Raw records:
■ ■ ■ ■ ■
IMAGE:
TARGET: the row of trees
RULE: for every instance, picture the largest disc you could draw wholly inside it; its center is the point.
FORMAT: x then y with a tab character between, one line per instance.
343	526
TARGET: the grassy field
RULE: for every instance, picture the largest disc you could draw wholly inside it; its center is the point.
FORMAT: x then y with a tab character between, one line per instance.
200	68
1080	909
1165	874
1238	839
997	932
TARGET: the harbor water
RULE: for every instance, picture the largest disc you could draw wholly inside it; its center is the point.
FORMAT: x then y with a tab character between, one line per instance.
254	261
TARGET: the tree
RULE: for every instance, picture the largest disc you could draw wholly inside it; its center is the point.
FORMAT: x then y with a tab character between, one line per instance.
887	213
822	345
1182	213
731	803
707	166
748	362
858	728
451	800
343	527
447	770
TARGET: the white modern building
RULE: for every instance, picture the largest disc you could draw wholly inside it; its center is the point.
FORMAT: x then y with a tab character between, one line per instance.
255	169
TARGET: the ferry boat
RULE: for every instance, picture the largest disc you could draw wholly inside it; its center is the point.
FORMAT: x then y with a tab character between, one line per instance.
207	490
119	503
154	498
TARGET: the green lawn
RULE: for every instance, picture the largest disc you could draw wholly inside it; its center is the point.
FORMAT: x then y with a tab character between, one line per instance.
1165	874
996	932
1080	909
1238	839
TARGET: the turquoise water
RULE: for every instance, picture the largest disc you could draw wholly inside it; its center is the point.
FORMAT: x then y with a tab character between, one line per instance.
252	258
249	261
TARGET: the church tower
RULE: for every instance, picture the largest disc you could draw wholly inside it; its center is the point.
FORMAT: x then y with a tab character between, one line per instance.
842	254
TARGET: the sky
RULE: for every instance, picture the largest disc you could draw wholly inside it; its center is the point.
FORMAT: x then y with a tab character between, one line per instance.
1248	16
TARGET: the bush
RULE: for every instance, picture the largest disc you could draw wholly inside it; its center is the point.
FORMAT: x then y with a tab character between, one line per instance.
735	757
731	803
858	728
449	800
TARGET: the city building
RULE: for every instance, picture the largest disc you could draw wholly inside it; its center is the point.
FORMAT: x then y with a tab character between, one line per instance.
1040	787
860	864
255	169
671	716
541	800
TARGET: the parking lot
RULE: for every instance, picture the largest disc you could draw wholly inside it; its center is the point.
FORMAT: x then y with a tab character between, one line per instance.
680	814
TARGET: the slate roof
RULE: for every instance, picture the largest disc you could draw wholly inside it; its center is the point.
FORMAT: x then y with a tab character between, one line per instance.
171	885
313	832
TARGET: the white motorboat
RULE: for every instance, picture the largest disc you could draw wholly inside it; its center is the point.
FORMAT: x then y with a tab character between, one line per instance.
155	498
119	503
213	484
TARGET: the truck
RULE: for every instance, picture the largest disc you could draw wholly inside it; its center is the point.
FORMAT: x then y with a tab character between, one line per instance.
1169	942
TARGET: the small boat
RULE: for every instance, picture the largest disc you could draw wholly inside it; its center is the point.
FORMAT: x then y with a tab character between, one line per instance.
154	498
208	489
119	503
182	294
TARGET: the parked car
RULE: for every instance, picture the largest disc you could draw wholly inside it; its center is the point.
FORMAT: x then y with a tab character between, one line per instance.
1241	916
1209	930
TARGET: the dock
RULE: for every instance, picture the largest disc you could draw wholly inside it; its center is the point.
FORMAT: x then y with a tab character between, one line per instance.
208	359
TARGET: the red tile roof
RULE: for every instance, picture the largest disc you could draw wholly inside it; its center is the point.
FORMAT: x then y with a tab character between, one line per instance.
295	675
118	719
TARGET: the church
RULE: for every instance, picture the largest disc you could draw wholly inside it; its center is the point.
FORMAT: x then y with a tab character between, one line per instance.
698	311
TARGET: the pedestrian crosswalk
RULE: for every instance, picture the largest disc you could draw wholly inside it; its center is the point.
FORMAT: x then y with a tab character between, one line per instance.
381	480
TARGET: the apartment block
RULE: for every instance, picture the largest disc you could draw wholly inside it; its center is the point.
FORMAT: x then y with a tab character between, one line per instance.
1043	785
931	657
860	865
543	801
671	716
■ ■ ■ ■ ■
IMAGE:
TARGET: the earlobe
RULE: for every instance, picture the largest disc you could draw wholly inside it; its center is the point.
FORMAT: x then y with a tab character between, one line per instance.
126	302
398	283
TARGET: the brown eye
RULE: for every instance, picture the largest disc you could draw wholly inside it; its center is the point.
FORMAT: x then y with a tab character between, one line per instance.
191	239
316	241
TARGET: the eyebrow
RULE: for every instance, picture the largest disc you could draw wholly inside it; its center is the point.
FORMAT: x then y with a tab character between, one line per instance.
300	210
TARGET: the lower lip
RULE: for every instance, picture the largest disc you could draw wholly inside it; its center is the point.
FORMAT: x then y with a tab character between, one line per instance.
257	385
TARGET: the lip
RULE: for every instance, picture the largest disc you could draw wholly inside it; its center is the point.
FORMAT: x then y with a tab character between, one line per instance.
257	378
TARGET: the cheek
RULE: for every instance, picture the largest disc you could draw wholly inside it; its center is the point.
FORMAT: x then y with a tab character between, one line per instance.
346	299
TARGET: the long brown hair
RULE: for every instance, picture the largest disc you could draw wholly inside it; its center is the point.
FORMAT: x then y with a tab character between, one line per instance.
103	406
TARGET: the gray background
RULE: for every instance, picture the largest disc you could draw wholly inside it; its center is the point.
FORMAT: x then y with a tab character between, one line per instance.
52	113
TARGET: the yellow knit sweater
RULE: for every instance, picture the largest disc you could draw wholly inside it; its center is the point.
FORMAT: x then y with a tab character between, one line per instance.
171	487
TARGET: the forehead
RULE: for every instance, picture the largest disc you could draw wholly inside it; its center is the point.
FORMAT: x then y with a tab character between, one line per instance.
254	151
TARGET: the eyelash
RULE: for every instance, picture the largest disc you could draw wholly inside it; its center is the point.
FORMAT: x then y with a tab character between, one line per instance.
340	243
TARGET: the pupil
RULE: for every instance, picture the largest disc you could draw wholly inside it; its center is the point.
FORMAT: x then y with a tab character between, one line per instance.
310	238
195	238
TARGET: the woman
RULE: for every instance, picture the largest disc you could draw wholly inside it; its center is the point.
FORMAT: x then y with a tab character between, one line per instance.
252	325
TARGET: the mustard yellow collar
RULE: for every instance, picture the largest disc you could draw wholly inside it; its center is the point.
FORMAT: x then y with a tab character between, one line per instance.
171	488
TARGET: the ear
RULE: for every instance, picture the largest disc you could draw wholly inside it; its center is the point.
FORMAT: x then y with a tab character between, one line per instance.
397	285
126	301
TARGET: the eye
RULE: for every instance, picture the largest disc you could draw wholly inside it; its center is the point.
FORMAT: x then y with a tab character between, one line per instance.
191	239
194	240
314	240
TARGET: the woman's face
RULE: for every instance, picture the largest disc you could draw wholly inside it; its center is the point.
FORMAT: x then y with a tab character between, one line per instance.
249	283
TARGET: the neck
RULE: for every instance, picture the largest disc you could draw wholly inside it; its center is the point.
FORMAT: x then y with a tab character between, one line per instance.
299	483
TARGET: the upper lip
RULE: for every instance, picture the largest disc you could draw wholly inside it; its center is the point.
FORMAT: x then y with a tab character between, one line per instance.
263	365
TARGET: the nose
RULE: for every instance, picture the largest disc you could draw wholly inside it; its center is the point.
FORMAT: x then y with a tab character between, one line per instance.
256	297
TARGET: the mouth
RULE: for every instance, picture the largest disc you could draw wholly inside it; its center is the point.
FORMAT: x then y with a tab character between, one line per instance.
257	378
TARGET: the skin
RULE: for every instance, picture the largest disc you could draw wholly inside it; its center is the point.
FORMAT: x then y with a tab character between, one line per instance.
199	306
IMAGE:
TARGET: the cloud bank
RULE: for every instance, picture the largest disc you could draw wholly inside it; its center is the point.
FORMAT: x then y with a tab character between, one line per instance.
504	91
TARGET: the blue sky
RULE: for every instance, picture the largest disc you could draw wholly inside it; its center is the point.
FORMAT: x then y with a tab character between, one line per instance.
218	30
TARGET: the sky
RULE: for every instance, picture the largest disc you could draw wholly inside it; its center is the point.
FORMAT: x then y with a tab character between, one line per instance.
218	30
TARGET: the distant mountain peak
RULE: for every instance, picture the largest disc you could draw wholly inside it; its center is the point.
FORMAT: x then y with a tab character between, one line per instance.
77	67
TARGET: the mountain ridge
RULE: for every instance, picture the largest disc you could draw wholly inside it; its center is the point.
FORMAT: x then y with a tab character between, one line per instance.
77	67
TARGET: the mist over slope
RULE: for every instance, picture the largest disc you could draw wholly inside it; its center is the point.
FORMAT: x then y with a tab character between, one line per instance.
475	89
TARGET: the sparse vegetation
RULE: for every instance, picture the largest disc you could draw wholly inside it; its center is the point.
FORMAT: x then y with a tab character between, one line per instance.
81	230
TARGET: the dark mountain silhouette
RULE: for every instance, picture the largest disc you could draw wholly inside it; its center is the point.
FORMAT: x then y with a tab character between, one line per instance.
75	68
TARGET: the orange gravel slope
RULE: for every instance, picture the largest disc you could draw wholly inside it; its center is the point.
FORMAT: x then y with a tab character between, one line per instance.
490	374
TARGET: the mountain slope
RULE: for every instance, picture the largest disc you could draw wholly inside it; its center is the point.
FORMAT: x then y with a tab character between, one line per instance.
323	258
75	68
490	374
■ ■ ■ ■ ■
How many lines in the entries above contain the word "mountain"? Reply with the number alone.

SOLUTION TO THIS EXERCISE:
4